>> BEGIN Passage given

By Philip Sean Curran, Staff Writer
Princeton has “rejected” a settlement agreement with affordable housing advocacy group Fair Share Housing Center, in a move that means a Superior Court judge will determine what Princeton’s affordable housing requirement will be.
“We are disappointed that Princeton is attempting to find a way to build fewer homes that working families, seniors and people with disabilities can afford by refusing to proceed with the settlement we reached with them in principle two months ago,” said Anthony Campisi, spokesman for the Fair Share Housing Center. “These homes are desperately needed. Despite our willingness to abide by the terms both sides had agreed to, we will now have to resolve this matter through litigation.”
Princeton initially had been in a court case with other Mercer County towns to determine what their affordable housing requirement were, for a span from 1999 to 2025. But the municipality announced in April that it had reached a settlement in “principle” with Fair Share.
A source familiar with the matter said 888 was the number of units that Princeton would be responsible for as per the agreed-upon figure, with the town needing to come up with a plan on how to satisfy its requirements. In part, the town would get credit for affordable housing created in the past, but it would have to demonstrate how it would meet future housing needs.
Since April, however, the two sides could not close the deal. Two weeks ago, Mayor Liz Lempert charged that Fair Share was adding “extra conditions,” something the organization has denied.
Ultimately, it will be up to Mercer County Superior Court Judge Mary C. Jacobson to rule on what Princeton’s responsibility will be.
In a news release Tuesday, the town said it is “awaiting the judge’s decision as well as maintaining ongoing settlement discussions with the Fair Share Housing Center.”
Neither Mayor Lempert nor Council President Jenny Crumiller returned phone calls seeking comment Tuesday.
Yet this comes with Mayor Lempert revealing Monday that her conflict of interest about her husband’s employment at Princeton University had kept her from fully participating in council discussions on the issue.

>> END Passage given

Reproduce the stretch of the Princeton affordable housing article from "A source familiar" through "organization has denied.".

>> BEGIN Information shown

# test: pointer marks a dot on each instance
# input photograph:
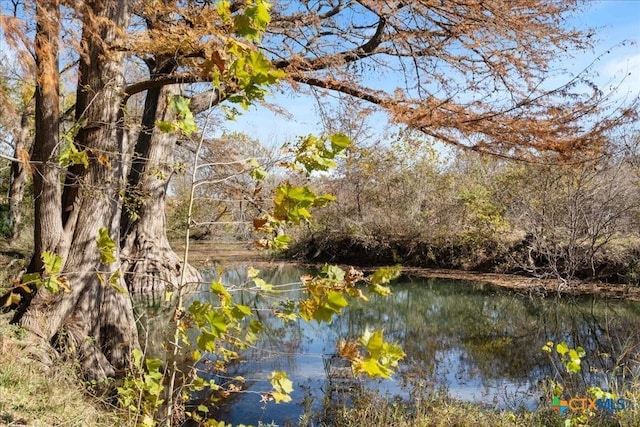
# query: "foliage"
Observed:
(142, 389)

>> END Information shown
>> BEGIN Information shown

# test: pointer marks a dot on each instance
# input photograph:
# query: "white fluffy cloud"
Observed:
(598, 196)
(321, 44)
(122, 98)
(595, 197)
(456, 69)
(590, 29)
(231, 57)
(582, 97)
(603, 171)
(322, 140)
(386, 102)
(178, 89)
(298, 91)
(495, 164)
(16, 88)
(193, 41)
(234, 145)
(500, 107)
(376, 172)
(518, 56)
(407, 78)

>> END Information shown
>> BEGIN Information shown

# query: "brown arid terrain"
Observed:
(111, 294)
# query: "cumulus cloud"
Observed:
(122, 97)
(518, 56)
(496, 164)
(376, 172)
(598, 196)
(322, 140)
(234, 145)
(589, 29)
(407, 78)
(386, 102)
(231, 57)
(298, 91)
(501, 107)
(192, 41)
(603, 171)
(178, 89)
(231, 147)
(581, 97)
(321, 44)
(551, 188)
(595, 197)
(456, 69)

>> END Information shown

Exercise result |
A source familiar with the matter said 888 was the number of units that Princeton would be responsible for as per the agreed-upon figure, with the town needing to come up with a plan on how to satisfy its requirements. In part, the town would get credit for affordable housing created in the past, but it would have to demonstrate how it would meet future housing needs.
Since April, however, the two sides could not close the deal. Two weeks ago, Mayor Liz Lempert charged that Fair Share was adding “extra conditions,” something the organization has denied.